TASK OBJECTIVE -
Pull out each line from the items below that contains the word "reflection".

Extracted data entries -
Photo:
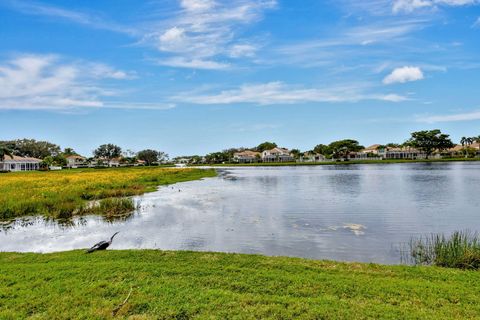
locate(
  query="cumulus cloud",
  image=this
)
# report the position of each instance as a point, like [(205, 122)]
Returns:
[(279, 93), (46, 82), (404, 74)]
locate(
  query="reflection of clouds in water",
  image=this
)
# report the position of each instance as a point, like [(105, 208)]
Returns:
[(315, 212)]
--
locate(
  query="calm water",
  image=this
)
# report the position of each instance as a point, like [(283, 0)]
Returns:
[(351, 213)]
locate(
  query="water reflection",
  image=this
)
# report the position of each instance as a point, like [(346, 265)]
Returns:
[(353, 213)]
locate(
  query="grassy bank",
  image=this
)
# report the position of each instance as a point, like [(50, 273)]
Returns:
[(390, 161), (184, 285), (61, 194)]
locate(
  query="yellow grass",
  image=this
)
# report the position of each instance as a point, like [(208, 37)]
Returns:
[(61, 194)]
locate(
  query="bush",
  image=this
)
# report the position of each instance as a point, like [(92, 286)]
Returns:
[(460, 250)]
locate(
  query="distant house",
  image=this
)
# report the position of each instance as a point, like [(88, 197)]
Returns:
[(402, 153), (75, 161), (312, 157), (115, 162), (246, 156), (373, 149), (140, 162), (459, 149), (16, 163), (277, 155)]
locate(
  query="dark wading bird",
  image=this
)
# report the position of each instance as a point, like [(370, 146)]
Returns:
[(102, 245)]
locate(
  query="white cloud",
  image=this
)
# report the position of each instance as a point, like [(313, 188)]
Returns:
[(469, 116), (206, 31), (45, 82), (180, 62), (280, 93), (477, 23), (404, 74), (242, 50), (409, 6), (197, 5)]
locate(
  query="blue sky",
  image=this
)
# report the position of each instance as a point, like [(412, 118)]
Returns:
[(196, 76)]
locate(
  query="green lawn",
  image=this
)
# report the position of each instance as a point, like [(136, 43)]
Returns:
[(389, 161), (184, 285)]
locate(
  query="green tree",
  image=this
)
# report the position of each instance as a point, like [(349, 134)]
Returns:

THE RESULT -
  query="reflection of clouds in water",
  query="water reflection",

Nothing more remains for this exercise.